For ollama backend: Please install ollama by visiting: https://ollama.com/download The ollama models should be installed before usage with a command like:
ollama run gemma3
For vllm backend: vllm will be automatically installed via pip. You can use any compatible model with vllm.
Backend selection:
Use the --backend parameter to choose between 'ollama' and 'vllm':
--backend ollama(default)--backend vllm(not support embedding now. It still needs ollama embedding model)
Build a conda environment for necessary dependencies:
git clone https://github.com/menggf/fastbmRAG.git
cd fastbmRAG
conda env create -f environment.yml
conda activate fastbmrag
There are two modes: 'update' and 'query', which are used to build local collection and query local collection, respectively.
The 'update' mode is used to create an new collection or add new documents to an existing collection of vector database. The documents should be a text file in CSV format.

» Given exercise 1
In the fastbmRAG setup notes, what file format must the documents be in for the 'update' mode?
» Given exercise 2
Resume the fastbmRAG setup notes from the point where they stop.
The lines that come next are separate material, not part of the fastbmRAG setup notes.

(Some lines)
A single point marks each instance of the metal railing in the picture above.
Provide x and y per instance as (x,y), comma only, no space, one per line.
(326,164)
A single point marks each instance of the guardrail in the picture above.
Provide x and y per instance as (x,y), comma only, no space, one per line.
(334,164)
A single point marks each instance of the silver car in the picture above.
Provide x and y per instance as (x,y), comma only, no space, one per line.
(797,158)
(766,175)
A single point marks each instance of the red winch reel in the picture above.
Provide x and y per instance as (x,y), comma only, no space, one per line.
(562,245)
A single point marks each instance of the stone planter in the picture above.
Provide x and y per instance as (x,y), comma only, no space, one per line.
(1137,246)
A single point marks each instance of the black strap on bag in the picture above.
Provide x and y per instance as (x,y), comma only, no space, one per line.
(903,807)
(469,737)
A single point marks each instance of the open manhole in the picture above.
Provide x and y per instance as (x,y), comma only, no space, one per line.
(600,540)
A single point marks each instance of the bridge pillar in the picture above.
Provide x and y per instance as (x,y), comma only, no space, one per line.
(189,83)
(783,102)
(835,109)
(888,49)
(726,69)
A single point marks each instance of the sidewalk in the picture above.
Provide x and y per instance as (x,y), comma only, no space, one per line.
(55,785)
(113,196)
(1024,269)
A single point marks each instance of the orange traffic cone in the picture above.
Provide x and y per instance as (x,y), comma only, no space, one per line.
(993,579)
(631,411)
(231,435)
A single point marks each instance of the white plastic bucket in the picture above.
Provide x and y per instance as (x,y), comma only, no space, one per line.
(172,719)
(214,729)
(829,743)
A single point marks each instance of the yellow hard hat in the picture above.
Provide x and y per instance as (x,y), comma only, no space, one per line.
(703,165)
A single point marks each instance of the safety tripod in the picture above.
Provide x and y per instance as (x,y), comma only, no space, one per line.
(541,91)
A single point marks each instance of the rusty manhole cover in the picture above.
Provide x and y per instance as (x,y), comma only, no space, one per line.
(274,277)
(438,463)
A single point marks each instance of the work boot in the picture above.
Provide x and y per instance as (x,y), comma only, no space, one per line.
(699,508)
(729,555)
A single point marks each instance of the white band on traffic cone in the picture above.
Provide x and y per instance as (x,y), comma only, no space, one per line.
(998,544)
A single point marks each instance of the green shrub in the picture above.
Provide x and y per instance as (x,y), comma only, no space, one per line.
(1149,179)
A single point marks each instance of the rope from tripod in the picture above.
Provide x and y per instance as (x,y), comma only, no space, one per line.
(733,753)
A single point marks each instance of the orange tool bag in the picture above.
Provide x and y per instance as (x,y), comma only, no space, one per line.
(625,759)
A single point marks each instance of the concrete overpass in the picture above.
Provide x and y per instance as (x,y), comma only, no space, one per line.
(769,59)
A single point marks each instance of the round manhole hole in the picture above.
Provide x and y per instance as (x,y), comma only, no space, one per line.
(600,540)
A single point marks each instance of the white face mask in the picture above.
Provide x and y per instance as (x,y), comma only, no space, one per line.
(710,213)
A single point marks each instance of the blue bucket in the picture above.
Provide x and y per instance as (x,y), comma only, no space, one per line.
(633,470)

» Final answer 1
CSV format.

» Final answer 2
It should have at least three columns: 'abstract', 'main_text' and 'paper_id'. If there are more columns, they are used for additional information. Each element of the 'main_text' column should be either a list of strings in the format '[str1, str2]' or a string separated by '\n'. 'paper_id' is a unique ID for each paper. If a paper ID exists in the collection, the corresponding paper will be ignored.
To update the collection, use the following command:
python main.py --job update --document examples/demo1.csv
--collection_name collection_name
--working_dir directory_path
--llm_update_model_name llm_model_name
--embed_model_name embedding_model_name
--backend ollama # or --backend vllm
Here, ‘collection_name’ and ‘working_dir’ specify the collection name and directory to store collection. llm_model_name and embedding_model_name are the ollama model names.
It is used to query the collection with questions.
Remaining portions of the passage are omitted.